Problem requirements
Count the lines in the rows below that contain the string "stone", treating case as significant, and give only the number.

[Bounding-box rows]
--- start ---

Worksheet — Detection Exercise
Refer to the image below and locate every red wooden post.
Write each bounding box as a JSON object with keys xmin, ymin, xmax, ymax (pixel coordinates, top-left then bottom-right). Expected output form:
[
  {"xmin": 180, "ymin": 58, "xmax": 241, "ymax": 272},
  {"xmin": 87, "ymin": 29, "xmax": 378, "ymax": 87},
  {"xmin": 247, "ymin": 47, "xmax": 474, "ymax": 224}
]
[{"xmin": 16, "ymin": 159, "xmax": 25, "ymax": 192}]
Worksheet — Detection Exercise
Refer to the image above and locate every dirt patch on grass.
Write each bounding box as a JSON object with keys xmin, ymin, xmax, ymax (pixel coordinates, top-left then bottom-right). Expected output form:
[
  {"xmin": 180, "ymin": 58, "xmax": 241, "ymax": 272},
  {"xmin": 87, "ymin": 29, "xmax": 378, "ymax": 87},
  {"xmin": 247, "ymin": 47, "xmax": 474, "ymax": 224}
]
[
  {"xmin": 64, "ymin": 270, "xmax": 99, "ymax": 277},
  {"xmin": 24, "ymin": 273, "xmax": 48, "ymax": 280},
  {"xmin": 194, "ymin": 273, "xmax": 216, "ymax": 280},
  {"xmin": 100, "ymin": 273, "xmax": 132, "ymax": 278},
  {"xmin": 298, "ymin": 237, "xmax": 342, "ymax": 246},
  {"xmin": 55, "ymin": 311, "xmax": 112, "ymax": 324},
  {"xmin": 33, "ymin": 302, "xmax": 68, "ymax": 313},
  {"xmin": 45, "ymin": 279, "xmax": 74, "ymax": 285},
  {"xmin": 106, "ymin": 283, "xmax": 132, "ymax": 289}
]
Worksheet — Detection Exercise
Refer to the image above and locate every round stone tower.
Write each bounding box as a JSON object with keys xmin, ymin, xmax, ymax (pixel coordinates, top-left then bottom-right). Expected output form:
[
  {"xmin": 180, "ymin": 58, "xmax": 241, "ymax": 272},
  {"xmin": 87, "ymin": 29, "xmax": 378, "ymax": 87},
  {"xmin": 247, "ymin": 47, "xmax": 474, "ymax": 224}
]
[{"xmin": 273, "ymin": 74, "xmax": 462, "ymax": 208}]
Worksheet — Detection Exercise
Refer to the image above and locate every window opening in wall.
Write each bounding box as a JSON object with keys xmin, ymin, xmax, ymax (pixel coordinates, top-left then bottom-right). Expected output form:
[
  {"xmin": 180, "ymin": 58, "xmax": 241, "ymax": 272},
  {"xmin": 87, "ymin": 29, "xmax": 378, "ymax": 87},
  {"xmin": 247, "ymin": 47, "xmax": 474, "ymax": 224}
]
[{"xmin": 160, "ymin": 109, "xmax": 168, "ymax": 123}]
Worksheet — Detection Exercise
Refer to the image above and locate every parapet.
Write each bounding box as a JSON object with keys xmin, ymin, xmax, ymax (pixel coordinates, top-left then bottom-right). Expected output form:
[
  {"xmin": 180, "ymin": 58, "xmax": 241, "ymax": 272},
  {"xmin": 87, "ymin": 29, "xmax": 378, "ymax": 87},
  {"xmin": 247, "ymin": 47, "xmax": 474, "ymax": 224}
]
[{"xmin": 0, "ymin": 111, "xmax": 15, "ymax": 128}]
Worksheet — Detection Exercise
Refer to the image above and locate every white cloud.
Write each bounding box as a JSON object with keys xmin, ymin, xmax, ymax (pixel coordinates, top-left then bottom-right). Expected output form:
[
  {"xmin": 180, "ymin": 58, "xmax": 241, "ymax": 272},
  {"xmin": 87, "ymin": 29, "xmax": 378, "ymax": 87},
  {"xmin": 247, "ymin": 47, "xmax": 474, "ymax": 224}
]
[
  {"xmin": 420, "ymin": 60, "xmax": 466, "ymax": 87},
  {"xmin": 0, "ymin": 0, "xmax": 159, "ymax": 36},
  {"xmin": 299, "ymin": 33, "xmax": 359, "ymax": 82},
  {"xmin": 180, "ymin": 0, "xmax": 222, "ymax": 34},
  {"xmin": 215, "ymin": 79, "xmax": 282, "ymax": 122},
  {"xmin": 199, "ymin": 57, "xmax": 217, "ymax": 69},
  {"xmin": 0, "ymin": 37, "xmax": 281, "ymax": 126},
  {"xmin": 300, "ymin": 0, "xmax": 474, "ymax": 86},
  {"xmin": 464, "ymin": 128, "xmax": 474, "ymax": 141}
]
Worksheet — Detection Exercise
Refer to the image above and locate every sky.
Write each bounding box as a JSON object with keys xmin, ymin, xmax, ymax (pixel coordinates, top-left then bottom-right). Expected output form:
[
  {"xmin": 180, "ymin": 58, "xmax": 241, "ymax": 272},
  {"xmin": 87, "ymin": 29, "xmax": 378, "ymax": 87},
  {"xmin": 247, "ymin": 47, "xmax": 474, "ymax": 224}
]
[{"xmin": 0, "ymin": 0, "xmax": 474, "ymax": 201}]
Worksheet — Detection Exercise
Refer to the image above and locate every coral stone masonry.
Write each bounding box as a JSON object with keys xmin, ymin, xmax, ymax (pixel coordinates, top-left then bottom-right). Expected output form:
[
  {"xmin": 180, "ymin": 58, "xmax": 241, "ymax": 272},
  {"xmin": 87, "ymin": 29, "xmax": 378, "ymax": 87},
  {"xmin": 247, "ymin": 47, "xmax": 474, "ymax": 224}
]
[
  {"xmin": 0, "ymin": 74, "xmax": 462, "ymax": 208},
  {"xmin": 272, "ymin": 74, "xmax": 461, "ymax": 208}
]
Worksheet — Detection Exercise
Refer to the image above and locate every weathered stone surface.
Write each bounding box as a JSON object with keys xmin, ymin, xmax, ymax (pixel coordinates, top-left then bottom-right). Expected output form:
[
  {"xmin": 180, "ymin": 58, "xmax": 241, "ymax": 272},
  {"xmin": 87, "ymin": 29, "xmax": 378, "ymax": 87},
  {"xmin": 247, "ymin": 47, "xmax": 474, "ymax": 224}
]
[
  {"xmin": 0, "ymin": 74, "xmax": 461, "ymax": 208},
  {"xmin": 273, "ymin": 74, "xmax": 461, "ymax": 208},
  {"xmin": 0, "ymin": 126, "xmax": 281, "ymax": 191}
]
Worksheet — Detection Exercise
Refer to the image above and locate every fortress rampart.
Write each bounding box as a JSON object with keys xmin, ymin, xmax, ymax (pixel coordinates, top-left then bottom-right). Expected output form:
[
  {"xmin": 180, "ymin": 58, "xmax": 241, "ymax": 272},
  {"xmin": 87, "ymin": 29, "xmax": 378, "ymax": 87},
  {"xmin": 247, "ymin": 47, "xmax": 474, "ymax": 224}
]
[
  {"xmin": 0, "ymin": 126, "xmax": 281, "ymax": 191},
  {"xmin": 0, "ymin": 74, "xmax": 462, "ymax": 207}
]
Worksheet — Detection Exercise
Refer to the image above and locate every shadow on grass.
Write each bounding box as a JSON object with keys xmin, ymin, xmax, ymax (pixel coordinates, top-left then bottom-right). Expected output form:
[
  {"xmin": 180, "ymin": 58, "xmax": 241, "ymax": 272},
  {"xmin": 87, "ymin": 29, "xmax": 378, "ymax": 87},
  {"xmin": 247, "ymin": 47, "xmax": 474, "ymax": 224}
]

--- end ---

Result of this exercise
3